# EXERCISE REQUIREMENTS
Reproduce every line of the data below verbatim.

# THE DATA

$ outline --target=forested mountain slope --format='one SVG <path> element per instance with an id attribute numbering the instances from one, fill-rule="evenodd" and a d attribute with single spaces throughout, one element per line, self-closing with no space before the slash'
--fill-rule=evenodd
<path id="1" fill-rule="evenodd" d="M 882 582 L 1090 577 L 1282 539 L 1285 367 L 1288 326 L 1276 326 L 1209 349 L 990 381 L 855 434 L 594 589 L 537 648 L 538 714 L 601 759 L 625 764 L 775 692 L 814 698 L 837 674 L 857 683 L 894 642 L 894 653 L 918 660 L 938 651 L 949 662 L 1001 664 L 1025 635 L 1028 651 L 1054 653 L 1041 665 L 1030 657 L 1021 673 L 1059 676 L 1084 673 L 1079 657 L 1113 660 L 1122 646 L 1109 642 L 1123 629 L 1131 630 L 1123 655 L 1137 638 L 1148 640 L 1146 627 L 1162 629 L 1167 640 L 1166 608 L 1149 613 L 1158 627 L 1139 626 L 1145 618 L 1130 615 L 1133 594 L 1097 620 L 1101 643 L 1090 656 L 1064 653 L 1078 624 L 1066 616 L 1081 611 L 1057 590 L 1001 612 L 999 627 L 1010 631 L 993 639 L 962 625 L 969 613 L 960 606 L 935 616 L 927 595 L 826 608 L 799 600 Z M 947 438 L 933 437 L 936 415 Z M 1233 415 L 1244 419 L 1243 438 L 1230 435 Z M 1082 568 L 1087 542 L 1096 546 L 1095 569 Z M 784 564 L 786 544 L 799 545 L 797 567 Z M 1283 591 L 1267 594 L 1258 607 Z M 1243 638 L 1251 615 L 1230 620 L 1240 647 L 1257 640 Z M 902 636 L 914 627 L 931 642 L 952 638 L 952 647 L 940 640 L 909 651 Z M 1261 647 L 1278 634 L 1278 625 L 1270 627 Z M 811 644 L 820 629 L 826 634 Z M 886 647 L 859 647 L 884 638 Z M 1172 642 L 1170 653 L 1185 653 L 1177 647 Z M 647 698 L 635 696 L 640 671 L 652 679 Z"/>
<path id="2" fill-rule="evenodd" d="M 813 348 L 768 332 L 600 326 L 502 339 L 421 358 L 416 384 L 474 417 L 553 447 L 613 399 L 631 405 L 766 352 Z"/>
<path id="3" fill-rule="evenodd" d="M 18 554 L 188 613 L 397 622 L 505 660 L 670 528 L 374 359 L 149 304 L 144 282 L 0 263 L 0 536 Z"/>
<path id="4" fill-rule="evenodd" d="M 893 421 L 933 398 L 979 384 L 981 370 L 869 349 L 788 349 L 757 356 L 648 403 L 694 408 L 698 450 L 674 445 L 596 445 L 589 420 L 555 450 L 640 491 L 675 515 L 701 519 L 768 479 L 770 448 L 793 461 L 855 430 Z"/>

# OUTPUT OF THE TASK
$ outline --target=forested mountain slope --format='one SVG <path> element per instance with an id attribute numbering the instances from one, fill-rule="evenodd" and a d attribute with single spaces throughout, one element per line, self-closing with no space before the slash'
--fill-rule=evenodd
<path id="1" fill-rule="evenodd" d="M 882 582 L 1090 577 L 1282 539 L 1285 367 L 1288 326 L 1276 326 L 1209 349 L 990 381 L 855 434 L 594 589 L 537 648 L 538 714 L 601 759 L 625 764 L 775 692 L 814 698 L 837 674 L 857 683 L 894 642 L 894 653 L 918 660 L 938 651 L 949 662 L 1001 664 L 1025 635 L 1028 651 L 1054 653 L 1041 665 L 1030 657 L 1021 673 L 1059 676 L 1084 673 L 1079 657 L 1113 660 L 1122 646 L 1109 642 L 1123 629 L 1131 630 L 1123 655 L 1137 638 L 1148 640 L 1146 627 L 1162 629 L 1167 640 L 1166 608 L 1149 613 L 1158 627 L 1139 626 L 1145 618 L 1130 615 L 1133 594 L 1097 620 L 1101 643 L 1090 656 L 1064 653 L 1078 624 L 1066 616 L 1081 611 L 1057 590 L 1001 612 L 999 627 L 1010 631 L 993 639 L 962 625 L 969 613 L 960 606 L 935 616 L 927 595 L 826 608 L 799 600 Z M 947 438 L 933 437 L 936 415 Z M 1233 415 L 1244 419 L 1243 438 L 1230 435 Z M 1082 568 L 1087 542 L 1096 546 L 1095 569 Z M 784 564 L 786 544 L 799 545 L 797 567 Z M 1283 591 L 1267 594 L 1258 607 Z M 1243 638 L 1251 615 L 1230 620 L 1240 647 L 1257 640 Z M 902 636 L 914 627 L 931 642 L 952 638 L 952 647 L 940 640 L 909 651 Z M 1261 647 L 1278 634 L 1278 625 L 1270 627 Z M 811 644 L 820 629 L 826 634 Z M 886 647 L 859 647 L 884 638 Z M 1172 642 L 1170 653 L 1185 653 L 1177 647 Z M 647 698 L 635 696 L 640 671 L 652 679 Z"/>
<path id="2" fill-rule="evenodd" d="M 813 348 L 768 332 L 600 326 L 502 339 L 421 358 L 416 384 L 474 417 L 553 447 L 613 399 L 631 405 L 766 352 Z"/>
<path id="3" fill-rule="evenodd" d="M 18 554 L 188 613 L 397 622 L 505 660 L 670 528 L 374 359 L 149 304 L 144 282 L 0 263 L 0 536 Z"/>
<path id="4" fill-rule="evenodd" d="M 893 421 L 933 398 L 979 384 L 981 370 L 869 349 L 788 349 L 757 356 L 648 403 L 694 408 L 698 450 L 674 445 L 596 445 L 589 420 L 555 450 L 640 491 L 675 515 L 701 519 L 768 479 L 770 448 L 793 461 L 855 430 Z"/>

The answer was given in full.